_Your objective:_ Nothing but the listing below, retyped exactly, should appear in the answer.

Segment Start: Data for review

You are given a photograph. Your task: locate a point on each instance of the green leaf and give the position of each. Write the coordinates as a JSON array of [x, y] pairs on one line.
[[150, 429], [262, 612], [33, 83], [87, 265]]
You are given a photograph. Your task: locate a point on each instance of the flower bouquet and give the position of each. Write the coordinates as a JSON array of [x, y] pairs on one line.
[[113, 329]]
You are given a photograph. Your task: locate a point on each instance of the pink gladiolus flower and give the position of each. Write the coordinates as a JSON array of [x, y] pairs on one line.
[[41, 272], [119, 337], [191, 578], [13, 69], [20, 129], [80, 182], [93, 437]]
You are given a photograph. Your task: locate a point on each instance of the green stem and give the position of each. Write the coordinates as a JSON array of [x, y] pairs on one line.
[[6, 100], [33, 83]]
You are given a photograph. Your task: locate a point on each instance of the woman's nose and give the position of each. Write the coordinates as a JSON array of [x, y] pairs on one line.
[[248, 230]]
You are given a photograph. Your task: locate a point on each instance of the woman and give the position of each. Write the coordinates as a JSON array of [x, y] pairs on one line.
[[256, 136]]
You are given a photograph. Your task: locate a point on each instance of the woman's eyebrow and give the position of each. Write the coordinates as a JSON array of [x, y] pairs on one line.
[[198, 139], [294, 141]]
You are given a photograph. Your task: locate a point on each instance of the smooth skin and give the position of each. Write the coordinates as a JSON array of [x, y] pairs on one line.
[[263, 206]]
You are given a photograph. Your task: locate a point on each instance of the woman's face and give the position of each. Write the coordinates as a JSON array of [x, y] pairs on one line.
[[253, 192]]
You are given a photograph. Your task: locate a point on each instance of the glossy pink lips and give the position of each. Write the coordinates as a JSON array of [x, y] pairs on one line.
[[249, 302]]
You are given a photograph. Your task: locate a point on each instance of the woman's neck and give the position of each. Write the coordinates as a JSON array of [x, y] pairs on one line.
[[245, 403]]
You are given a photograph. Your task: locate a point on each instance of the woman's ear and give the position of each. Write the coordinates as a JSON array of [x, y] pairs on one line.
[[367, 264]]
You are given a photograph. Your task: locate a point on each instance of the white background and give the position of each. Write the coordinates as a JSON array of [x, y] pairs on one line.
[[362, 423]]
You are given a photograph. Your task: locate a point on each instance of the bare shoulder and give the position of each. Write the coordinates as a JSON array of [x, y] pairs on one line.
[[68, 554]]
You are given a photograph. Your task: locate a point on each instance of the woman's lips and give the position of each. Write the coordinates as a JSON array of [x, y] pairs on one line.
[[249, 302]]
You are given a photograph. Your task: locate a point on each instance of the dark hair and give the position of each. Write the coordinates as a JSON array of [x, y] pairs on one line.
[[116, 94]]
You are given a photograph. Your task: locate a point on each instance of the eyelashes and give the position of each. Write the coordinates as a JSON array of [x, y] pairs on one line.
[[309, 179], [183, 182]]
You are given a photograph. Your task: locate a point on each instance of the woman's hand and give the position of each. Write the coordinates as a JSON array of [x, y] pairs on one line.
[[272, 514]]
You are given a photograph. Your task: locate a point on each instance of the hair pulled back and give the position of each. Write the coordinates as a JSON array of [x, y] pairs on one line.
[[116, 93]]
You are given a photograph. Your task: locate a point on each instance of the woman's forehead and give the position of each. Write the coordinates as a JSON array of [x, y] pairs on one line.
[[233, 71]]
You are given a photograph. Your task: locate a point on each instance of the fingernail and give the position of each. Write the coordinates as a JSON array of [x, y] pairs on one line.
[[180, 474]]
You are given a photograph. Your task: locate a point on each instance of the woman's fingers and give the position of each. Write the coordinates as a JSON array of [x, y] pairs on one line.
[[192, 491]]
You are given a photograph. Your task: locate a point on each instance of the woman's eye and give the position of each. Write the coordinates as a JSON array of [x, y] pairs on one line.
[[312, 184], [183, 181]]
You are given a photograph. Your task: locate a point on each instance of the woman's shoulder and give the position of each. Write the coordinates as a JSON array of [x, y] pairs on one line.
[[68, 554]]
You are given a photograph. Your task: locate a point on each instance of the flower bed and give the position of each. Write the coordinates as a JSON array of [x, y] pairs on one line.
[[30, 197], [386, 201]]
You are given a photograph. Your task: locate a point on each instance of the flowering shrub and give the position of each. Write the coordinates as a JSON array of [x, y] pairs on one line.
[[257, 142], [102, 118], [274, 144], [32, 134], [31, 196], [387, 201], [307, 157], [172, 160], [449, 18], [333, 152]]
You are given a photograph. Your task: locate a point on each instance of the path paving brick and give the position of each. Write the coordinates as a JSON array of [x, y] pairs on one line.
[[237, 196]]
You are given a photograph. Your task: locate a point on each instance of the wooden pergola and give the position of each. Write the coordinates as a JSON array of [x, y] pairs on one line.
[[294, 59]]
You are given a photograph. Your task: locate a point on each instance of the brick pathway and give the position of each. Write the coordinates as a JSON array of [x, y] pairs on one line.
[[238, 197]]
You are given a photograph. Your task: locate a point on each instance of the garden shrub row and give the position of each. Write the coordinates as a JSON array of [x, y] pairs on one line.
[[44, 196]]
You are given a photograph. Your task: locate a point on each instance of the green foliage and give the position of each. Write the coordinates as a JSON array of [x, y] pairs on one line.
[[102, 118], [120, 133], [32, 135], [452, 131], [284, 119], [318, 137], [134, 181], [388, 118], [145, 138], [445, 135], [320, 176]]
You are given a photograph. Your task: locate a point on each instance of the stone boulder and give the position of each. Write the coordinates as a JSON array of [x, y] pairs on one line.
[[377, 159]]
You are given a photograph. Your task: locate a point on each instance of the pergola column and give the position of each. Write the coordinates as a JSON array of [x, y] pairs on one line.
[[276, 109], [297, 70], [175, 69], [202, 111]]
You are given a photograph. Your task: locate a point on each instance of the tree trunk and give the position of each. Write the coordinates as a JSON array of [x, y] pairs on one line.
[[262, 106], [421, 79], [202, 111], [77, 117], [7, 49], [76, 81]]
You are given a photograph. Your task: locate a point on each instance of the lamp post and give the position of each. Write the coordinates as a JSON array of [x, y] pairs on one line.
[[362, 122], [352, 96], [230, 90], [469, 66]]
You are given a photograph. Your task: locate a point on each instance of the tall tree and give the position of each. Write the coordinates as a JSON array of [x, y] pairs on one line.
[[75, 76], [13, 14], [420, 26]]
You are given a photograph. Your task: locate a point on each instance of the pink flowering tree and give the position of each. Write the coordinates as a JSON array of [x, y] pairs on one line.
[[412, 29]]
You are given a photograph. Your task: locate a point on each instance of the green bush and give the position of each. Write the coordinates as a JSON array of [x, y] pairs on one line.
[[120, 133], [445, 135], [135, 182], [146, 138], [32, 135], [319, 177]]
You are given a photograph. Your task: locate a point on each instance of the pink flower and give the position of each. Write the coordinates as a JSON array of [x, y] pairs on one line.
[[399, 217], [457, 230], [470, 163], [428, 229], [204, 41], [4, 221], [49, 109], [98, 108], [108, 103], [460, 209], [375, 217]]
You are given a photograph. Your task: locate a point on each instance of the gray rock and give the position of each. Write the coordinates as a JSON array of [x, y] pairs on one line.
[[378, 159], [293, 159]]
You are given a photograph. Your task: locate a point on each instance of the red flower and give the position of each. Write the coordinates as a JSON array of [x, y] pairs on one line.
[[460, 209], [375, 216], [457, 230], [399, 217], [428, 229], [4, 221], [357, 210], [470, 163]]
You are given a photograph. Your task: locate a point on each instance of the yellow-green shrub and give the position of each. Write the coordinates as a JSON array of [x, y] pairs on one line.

Segment End: Data for review

_Solved problem:_
You are given a photograph. Your task: locate a point on each instance of the green leaf and give the position of each. Write the coordinates as a JSON array of [x, y] pairs on one line.
[[150, 429], [262, 612], [33, 83], [87, 265]]
You are given a photograph. Your task: locate a point on each instance of the flower bouquet and give the position of each. Write the coordinates as a JSON array of [x, y] pairs on one line.
[[113, 329]]
You are given a photograph. Your task: locate a point on each instance of the pink gladiolus flower and give the position of each. Write the coordinates as a JSON array of [x, y] pairs on one line.
[[41, 272], [119, 337], [191, 578], [13, 69], [20, 129], [80, 182], [93, 437]]
You are given a photograph. Your task: locate a point on each instance of the green stem and give the position of each. Write the coordinates as a JSON array of [x, y] pairs on one line.
[[6, 100], [33, 83]]
You are given a photograph. Your task: locate a point on each instance of the woman's nose and give the position of each. Write the coordinates as a JSON array of [x, y] pairs on one line.
[[248, 230]]
You are given a photograph. Your task: locate a point on each instance of the woman and give the position of each. Write the coordinates as a JSON array of [x, y] pairs on one line.
[[256, 136]]
You are given a photograph. Your task: locate a point on each instance of the woman's eyebrow and give the position of each. Write the coordinates as a JSON array of [x, y] pairs on one line.
[[198, 139], [294, 141]]
You are given a photograph. Your task: locate a point on each instance of the smooth skin and give the position of each. Write the coordinates as a JSON array of [x, y] pairs on one line.
[[263, 206]]
You are given a photograph. Your task: locate a point on each instance of the woman's face and give the position of each. Write the coordinates as a JSON array of [x, y] pairs on one line.
[[253, 192]]
You are given a photograph. Your task: locate a point on each instance of the glossy pink lips and give the position of each. Write the coordinates as a JSON array of [x, y] pairs on one line.
[[249, 302]]
You are given a photograph. Your task: locate a point on each instance of the woman's neck and give the position of each. Write the coordinates as a JSON array of [x, y] pairs on one line.
[[245, 403]]
You are given a photograph. Your task: locate a point on each instance of the woman's ear and give the position of each. Write the coordinates as a JSON array of [x, y] pairs on one line.
[[367, 264]]
You are given a photograph. Your task: locate a point on each instance of the white background and give the position of each. Write the coordinates as a JSON array of [x, y] pairs on one line.
[[362, 423]]
You are given a photograph. Your task: locate a point on each instance of the bare shoulder and give the position of each. Write the coordinates as a JSON array of [x, y] pairs on one line.
[[68, 554]]
You are given a photograph. Your task: locate a point on each instance of the woman's lips and give the position of each. Write the coordinates as a JSON array of [x, y] pairs on one line.
[[249, 302]]
You are given a photograph. Your task: locate a point on each instance of the dark hair and give the position of each. Write the coordinates as a JSON array of [x, y] pairs on one line.
[[116, 94]]
You are given a photograph. Your task: locate a point on each instance of the eyelashes and give the position of each. Write the coordinates as a JSON array of [x, y] pairs on one line.
[[309, 179], [183, 182]]
You are given a photograph. Your task: locate a point on each instance of the woman's hand and give the position of each. Write the coordinates as a JSON array of [x, y] pairs on one line.
[[272, 514]]
You are given a photograph. Your task: locate a point on each instance of the hair pulled back and give the position of each. Write the coordinates as a JSON array of [x, y] pairs on one line.
[[116, 93]]
You are given a photograph. Your task: locate a point on each instance of the woman's forehead and give the position of each. Write the coordinates as a JSON array of [x, y] pairs on one line.
[[233, 71]]
You are given a photograph. Your task: locate a point on each instance of the fingernail and give the position of each. Write the coordinates as a JSON array of [x, y] pairs on one line.
[[180, 474]]
You are given a photograph. Your task: locate a point on each instance of the woman's fingers and give the position of each. Write the coordinates as a JSON array of [x, y] pairs on one line.
[[192, 491]]
You are given a photograph. Your task: locate a point on each instance of the woman's eye and give the position of each. Write the coordinates as a JSON array of [x, y] pairs on one line.
[[312, 184], [183, 181]]
You are given a photograph. Your task: locate a point on each instance of the woman's shoulder and give the position of each. Write the coordinates as a JSON array of [x, y] pairs on one line.
[[68, 554]]
You are given a photograph. Your task: locate a point on each instance of the flower bed and give the position of each. Write the coordinates as a JSON array of [x, y] pairs on one line.
[[30, 197], [386, 201]]
You are given a photograph. Your task: locate a point on each instance of the flowering shrub and give the position of each. Write the coordinates as a JSON array of [x, y] pairs on one line.
[[257, 142], [102, 118], [274, 144], [32, 134], [31, 196], [387, 201], [307, 157], [172, 160], [449, 18], [333, 152]]
You are given a photograph. Your task: locate a point on each instance of the path paving brick and give the position of each. Write the coordinates as a JSON array of [x, y] pairs on one line.
[[237, 196]]
You are given a photograph. Your task: locate a point on each instance of the wooden pergola and give the position of each. Write the coordinates as a JSON array of [x, y] pairs on one line.
[[294, 59]]
You are given a photograph. Your task: locate a point on each instance of the brick pathway and give the position of each. Write the coordinates as a JSON array of [x, y] pairs on one line.
[[238, 197]]
You are given a photograph. Your task: locate a point on each instance of the garden shrub row and give the position of each. Write the coordinates as a JSON array of [x, y] pairs on one line.
[[44, 196]]
You are given a photograph. Your task: locate a point on each instance of the green foliage and give the position of each. Write the coordinates as a JSON array of [x, y] pairs on one line.
[[102, 118], [120, 133], [32, 135], [452, 131], [284, 119], [318, 137], [134, 181], [388, 118], [145, 138], [445, 135], [320, 176]]
You are given a photograph. Your task: locate a point on each instance of the stone boulder and give the position of each. Write the coordinates as a JSON array of [x, y] pairs on one line.
[[377, 159]]
You are given a photograph. Your task: locate a point on each instance of the pergola column and give the position of each. Write the coordinates as a JSON array of [x, y] pairs on one line.
[[276, 109], [297, 70], [175, 69], [202, 111]]
You are given a photograph. Your task: locate a point on each instance of the tree trunk and give the position of each. Write the coordinates as a JSON array of [x, y] pairs on one line.
[[262, 106], [421, 79], [202, 111], [77, 117], [7, 49], [76, 81]]
You are given a photograph. Your task: locate a point on each instance of the lamp post and give the position of each. Write the coordinates as a JSON array of [x, y] pairs on one line.
[[362, 122], [352, 96], [230, 90], [469, 66]]
You are given a photograph. Your task: locate a point on each instance of the tall tree and give the position of each. Write the coordinates as a JSON array of [x, y] pairs on one line.
[[75, 76], [13, 14], [420, 26]]
You are given a photograph. Your task: locate a point on each instance of the pink flowering tree and give the position of each. Write the coordinates as a JSON array of [x, y] pairs on one line.
[[412, 29]]
You are given a photograph. Your task: locate a point on each instance of the green bush and give the position of each. Write the coordinates as a JSON array of [x, y] pairs on one line.
[[120, 133], [445, 135], [135, 182], [146, 138], [32, 135], [319, 177]]
You are given a photograph. Your task: locate a point on each instance of the pink flower and give the position of each. Write the coordinates as a JSON array of [x, y] pairs on one line.
[[399, 217], [457, 230], [470, 163], [428, 229], [204, 41], [4, 221], [49, 109], [98, 108], [108, 103], [460, 209], [375, 217]]
You are given a photograph. Your task: locate a point on each instance of the gray rock and give the position of each. Write the coordinates as a JSON array of [x, y] pairs on one line.
[[378, 159], [293, 159]]
You are given a photograph. Your task: locate a point on each instance of the red flower and give the position of each. Write the coordinates as a JSON array of [x, y] pairs on one line.
[[460, 209], [375, 216], [457, 230], [399, 217], [428, 229], [4, 221], [357, 210], [470, 163]]
You are given a photograph. Your task: locate a point on each instance of the yellow-green shrub and give the position of each. Write the coordinates as a JSON array of [x, y] pairs on one line.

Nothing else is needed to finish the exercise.